■ RECORD EXTRACTS:

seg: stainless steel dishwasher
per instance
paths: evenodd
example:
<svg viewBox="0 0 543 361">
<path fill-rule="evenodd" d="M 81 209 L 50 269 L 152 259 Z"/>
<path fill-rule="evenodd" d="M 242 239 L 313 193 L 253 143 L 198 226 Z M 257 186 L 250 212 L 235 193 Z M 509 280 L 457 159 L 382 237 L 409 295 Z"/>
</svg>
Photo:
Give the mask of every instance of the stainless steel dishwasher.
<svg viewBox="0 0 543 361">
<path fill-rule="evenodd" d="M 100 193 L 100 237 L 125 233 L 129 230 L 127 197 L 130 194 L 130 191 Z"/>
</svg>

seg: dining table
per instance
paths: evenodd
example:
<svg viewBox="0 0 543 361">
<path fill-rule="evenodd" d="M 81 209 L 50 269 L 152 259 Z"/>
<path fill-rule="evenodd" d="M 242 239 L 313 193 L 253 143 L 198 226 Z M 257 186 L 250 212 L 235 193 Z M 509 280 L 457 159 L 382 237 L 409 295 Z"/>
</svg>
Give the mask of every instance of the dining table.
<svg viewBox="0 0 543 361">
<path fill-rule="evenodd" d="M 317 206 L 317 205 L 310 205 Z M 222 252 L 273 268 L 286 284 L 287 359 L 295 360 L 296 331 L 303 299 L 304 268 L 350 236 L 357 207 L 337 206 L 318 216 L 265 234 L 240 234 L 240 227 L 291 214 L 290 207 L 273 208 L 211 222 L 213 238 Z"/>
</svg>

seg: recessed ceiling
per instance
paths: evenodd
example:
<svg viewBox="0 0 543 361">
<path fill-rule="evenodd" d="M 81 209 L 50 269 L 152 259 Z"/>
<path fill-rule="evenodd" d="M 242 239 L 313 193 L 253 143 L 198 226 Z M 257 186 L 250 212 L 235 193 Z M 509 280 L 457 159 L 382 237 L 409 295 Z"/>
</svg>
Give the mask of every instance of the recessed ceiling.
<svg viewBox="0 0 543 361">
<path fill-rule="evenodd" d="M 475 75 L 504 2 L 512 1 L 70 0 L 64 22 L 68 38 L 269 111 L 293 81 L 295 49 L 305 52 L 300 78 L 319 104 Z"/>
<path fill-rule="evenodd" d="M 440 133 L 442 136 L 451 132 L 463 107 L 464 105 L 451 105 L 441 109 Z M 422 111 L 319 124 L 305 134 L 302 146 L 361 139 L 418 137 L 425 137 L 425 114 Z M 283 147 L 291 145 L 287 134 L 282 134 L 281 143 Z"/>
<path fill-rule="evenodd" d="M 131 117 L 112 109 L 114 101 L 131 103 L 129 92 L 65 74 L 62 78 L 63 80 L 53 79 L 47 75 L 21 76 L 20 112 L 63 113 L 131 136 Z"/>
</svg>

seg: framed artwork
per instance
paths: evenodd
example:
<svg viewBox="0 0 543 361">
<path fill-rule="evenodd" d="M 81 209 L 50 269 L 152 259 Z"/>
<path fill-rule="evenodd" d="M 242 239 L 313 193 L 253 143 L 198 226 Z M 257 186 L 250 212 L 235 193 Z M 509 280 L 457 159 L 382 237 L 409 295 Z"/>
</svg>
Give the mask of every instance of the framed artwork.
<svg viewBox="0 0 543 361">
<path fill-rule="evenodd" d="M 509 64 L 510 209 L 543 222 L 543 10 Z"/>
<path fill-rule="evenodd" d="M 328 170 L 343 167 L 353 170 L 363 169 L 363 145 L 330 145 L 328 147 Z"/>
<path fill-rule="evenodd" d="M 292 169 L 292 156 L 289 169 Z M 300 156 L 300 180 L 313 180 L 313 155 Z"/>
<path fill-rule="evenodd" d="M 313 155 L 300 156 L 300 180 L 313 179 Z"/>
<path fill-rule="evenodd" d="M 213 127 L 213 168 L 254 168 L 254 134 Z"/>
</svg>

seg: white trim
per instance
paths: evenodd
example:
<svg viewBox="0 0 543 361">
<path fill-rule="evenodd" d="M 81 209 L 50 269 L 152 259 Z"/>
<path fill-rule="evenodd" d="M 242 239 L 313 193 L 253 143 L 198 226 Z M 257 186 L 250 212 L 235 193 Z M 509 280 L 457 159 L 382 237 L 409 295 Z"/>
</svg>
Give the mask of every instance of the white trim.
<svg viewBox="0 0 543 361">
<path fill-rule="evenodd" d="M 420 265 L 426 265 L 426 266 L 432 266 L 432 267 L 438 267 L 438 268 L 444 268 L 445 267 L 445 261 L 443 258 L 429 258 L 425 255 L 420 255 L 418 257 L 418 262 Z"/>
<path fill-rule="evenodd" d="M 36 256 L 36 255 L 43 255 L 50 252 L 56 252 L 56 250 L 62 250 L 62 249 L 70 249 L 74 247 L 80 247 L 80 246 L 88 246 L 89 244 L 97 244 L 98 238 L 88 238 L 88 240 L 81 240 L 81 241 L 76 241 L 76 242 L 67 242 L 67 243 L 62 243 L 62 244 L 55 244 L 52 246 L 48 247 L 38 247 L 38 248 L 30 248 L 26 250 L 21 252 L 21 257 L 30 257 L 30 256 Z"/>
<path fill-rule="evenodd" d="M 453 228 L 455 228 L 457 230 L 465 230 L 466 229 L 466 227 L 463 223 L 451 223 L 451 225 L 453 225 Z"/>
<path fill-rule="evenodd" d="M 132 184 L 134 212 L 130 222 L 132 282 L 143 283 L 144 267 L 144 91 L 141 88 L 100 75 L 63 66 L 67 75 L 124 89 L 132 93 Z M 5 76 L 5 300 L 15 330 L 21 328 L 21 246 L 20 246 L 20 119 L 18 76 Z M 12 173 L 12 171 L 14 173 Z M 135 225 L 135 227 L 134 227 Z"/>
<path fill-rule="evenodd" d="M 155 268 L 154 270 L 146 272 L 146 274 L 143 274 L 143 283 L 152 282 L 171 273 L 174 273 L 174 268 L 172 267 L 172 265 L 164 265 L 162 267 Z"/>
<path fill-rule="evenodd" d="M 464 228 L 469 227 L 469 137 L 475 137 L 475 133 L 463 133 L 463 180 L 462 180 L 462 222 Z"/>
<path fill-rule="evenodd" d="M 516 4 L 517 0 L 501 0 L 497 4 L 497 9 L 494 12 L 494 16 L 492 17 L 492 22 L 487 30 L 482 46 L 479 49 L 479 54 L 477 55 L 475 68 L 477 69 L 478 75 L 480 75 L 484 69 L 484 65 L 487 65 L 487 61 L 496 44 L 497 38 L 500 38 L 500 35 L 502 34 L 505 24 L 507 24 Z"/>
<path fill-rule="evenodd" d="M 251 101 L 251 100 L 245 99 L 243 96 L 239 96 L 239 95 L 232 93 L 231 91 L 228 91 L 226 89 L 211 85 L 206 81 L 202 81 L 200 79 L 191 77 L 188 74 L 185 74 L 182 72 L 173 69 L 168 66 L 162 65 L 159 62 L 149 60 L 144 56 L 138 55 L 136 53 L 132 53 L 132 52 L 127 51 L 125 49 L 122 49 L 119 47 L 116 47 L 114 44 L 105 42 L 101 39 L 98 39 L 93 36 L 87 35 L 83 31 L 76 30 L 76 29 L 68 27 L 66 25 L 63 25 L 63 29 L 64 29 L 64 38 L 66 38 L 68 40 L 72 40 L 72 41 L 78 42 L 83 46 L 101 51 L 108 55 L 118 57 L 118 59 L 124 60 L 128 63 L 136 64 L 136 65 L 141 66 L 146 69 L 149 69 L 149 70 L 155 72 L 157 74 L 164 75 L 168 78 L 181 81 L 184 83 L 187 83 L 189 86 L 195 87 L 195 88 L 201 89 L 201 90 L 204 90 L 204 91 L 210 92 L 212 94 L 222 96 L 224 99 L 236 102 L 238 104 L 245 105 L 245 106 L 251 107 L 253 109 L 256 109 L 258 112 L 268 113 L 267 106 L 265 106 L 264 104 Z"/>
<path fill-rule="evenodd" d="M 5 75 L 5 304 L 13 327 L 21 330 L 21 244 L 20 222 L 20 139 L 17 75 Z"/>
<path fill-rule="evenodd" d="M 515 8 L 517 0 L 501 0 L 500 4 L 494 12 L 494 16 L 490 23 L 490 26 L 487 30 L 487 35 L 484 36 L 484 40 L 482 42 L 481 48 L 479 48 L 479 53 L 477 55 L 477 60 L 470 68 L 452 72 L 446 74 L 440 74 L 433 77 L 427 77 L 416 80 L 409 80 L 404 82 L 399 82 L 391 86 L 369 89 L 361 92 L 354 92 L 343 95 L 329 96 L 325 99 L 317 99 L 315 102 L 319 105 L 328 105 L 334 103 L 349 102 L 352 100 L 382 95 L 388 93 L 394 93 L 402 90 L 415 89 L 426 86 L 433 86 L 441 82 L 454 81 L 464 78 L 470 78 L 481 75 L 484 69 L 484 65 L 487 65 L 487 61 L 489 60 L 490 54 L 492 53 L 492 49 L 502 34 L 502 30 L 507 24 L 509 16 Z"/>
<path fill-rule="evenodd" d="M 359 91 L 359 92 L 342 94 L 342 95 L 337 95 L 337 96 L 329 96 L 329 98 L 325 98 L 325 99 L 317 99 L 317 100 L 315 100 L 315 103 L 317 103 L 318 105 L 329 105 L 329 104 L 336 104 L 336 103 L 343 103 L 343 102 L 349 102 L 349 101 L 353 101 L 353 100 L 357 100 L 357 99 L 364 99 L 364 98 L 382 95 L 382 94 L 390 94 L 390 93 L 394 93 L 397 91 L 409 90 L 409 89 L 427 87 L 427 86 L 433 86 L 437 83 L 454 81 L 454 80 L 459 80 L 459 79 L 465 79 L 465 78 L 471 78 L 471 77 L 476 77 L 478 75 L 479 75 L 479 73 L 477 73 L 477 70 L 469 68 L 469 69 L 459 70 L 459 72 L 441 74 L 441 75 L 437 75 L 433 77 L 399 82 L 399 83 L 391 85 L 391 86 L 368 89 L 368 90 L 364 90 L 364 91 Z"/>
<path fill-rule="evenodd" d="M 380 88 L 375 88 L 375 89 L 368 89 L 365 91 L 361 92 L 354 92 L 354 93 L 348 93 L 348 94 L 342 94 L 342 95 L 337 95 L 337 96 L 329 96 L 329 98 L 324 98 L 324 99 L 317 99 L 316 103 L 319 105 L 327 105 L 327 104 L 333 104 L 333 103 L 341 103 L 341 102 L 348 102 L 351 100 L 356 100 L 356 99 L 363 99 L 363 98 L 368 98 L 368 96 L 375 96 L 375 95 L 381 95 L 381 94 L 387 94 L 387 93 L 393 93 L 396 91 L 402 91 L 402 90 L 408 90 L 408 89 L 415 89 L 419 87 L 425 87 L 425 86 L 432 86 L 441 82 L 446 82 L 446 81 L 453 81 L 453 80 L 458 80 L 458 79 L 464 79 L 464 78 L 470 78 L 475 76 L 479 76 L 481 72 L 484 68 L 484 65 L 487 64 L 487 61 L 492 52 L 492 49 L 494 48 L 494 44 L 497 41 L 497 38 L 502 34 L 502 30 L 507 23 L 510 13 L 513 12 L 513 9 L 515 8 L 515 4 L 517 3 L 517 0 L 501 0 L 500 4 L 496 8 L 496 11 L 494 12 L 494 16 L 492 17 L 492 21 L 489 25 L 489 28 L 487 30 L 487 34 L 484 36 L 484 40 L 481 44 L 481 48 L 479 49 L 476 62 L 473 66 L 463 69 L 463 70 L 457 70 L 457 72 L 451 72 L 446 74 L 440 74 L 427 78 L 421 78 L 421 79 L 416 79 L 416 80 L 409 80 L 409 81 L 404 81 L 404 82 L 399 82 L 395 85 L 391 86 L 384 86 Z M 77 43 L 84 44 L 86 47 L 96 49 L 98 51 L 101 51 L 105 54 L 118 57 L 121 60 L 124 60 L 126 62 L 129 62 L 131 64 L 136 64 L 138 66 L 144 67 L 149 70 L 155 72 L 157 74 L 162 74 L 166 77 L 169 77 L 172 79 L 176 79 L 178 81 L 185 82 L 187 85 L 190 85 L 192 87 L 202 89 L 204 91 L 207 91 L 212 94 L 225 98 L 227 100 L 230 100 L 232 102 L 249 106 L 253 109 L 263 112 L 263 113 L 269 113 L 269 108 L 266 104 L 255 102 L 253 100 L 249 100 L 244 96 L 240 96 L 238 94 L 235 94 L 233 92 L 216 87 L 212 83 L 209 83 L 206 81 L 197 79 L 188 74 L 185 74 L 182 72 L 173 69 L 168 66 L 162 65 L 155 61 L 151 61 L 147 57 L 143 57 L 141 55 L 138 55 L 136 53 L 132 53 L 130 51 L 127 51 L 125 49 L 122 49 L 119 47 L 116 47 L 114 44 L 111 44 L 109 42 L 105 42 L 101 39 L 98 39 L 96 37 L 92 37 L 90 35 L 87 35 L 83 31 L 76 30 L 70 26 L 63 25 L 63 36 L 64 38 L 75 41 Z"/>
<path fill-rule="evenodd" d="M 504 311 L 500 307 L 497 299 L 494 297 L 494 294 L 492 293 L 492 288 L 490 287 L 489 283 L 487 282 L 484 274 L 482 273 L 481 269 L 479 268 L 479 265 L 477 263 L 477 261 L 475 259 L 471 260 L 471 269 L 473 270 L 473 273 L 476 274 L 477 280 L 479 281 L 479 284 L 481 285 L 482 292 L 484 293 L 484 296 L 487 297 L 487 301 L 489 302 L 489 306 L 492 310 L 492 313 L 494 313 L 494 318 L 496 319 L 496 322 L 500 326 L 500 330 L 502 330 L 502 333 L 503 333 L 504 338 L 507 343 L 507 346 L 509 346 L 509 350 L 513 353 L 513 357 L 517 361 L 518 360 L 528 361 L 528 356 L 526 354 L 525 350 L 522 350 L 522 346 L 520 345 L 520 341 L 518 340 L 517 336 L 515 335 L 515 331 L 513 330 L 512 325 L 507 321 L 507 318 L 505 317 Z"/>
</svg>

■ PROBLEM: Locate every line in the records above that contains the word "dining" and copy each of those lines.

■ THE RESULT:
seg: dining table
Give the mask of every instance of the dining table.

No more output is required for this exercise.